> _Objective_
Only those lines running from the line that contains "Pin every instance of the minaret" through the end of the material are to be written out, each exactly as shown.

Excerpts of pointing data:
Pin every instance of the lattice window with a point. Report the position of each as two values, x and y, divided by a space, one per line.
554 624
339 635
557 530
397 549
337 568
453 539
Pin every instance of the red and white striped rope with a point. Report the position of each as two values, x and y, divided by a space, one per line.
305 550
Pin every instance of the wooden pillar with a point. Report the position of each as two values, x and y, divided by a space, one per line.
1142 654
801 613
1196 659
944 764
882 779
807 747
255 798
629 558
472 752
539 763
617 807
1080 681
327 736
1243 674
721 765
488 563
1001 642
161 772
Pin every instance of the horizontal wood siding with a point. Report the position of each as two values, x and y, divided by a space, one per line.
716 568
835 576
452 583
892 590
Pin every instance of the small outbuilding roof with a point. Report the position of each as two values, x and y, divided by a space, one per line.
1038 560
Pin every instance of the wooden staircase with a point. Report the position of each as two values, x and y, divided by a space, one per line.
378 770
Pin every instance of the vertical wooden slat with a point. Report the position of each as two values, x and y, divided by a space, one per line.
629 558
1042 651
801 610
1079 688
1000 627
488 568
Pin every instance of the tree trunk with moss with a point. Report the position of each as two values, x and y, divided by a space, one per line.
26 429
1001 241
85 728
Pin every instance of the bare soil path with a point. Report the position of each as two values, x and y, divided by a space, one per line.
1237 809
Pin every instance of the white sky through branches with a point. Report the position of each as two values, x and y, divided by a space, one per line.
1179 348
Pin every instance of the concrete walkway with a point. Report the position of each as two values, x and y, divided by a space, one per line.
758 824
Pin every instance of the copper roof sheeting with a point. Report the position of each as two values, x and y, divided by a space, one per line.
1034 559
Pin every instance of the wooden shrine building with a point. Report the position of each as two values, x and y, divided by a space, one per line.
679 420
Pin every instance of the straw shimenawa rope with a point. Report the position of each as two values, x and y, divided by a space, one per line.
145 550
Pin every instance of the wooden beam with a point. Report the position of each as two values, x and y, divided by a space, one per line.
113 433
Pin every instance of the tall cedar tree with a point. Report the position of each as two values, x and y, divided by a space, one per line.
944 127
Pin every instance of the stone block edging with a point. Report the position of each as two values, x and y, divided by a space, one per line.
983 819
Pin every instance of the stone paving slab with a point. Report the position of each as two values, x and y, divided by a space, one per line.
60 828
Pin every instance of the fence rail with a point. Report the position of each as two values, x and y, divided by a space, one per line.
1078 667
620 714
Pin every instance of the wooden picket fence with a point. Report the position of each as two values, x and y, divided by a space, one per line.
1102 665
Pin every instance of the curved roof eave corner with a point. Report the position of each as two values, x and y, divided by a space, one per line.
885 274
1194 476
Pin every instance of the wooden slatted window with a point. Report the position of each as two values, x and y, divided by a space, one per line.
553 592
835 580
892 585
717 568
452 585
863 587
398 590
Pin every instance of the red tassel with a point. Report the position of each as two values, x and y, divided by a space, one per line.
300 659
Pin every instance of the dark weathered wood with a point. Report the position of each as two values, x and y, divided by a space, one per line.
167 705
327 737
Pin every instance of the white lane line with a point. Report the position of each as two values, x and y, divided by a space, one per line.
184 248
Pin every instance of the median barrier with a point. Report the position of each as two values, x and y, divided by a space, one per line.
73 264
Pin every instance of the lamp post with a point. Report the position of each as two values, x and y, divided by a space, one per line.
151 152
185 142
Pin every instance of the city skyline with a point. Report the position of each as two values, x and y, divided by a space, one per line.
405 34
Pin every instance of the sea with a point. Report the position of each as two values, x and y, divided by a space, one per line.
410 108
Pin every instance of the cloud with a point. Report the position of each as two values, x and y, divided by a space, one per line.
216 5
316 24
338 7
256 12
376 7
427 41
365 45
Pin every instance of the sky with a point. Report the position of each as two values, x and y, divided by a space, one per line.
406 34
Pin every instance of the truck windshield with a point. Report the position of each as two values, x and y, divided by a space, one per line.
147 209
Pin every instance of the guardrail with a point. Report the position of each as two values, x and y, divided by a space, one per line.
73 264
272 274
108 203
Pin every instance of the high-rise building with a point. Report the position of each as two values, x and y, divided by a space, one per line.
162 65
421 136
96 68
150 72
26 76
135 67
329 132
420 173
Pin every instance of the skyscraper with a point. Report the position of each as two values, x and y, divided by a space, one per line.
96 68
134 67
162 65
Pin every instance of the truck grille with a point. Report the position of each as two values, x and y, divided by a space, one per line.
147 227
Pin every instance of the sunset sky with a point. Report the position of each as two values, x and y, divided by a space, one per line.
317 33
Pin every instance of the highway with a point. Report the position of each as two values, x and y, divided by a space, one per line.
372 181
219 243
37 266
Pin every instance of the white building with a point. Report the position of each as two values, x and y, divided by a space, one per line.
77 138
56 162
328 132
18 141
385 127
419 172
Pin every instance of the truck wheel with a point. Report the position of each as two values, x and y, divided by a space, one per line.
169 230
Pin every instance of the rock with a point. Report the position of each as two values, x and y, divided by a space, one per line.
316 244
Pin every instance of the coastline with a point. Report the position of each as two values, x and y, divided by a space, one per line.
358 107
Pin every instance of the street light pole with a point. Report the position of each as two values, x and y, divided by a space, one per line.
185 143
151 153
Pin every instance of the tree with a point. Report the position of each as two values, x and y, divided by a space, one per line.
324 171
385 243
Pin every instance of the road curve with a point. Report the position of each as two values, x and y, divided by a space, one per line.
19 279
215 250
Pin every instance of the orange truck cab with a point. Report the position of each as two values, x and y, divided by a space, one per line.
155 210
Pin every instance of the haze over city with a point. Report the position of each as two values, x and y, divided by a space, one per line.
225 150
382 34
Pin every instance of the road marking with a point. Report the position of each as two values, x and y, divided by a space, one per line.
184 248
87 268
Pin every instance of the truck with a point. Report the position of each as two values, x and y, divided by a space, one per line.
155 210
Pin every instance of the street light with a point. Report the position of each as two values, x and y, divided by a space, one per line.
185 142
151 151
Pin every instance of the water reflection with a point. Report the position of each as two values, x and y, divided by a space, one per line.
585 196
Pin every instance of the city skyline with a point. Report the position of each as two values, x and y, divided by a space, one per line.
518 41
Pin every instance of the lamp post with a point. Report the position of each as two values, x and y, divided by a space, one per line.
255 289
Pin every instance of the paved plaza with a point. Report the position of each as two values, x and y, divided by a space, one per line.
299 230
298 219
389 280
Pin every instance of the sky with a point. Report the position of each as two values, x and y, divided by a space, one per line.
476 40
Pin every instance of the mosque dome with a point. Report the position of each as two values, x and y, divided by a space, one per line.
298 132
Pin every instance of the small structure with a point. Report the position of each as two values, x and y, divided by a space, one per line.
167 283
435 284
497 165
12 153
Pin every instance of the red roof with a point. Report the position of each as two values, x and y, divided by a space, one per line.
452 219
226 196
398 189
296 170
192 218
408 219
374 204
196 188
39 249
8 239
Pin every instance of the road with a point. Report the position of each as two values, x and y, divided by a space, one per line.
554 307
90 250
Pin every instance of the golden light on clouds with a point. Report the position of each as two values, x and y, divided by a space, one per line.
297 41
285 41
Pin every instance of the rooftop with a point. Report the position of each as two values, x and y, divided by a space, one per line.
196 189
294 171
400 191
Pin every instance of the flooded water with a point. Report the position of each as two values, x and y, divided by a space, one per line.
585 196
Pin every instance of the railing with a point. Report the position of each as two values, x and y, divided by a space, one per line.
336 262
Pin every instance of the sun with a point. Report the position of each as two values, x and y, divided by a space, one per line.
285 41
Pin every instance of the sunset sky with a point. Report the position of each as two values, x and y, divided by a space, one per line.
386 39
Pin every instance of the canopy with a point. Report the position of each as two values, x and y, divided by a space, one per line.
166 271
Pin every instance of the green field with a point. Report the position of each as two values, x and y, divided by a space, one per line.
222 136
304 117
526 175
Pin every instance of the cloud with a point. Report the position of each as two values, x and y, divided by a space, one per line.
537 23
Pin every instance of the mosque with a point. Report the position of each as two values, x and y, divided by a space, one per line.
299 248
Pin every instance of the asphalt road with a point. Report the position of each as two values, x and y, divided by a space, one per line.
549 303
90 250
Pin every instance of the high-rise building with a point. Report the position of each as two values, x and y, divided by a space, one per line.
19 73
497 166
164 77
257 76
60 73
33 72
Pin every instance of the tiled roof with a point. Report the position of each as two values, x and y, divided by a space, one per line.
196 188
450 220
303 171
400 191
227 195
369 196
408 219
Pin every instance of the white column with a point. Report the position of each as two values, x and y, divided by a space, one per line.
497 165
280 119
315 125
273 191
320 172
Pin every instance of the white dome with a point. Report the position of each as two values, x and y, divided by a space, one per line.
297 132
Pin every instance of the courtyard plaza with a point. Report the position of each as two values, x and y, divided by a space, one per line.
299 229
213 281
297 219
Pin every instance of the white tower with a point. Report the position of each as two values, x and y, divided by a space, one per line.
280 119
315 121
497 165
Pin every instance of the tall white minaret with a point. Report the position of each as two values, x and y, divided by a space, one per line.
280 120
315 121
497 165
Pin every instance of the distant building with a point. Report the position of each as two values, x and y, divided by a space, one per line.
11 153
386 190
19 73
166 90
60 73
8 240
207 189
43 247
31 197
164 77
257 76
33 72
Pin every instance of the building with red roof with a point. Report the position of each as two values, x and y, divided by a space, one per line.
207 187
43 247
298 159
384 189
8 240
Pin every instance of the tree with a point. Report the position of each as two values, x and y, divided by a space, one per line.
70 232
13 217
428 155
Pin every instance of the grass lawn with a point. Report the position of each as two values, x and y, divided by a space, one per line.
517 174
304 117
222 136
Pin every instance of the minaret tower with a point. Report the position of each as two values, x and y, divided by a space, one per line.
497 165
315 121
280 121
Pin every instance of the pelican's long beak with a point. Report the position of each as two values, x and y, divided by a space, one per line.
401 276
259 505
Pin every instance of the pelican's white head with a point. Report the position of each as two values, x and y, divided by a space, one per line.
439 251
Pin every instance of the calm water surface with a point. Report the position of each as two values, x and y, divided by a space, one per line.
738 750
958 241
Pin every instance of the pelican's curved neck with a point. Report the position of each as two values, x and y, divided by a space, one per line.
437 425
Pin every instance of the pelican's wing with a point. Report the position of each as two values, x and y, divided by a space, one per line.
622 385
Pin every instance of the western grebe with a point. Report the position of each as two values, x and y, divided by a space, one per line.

> _Exercise output_
Pin every instance of the minaret tower with a point. Report the position of each as two values, x and y, divided by a space, one per line.
497 165
315 121
280 121
Pin every instance of the pelican's long beak with a point. Report the position of each as two values, x and y, divided by a space, one per line.
401 276
259 505
Pin every instance of the pelican's white head with a point. Report the position of each as two values, x and y, divided by a space, one per line.
439 251
Pin every instance of the calm water surface with a point. Report the position of each as two values, x and y, divided by a space, one per line.
738 750
958 241
Pin every instance of the pelican's curved neck with a point. Report the position of each as two values, x and y, divided by a space, one per line.
437 425
Pin every instance of the pelican's wing with a point. Report the position of each as two values, x and y, divided by a space, one per line.
622 385
Pin every instance of the western grebe with a point. Report the position of each as two values, x and y, divided by a space, one per line.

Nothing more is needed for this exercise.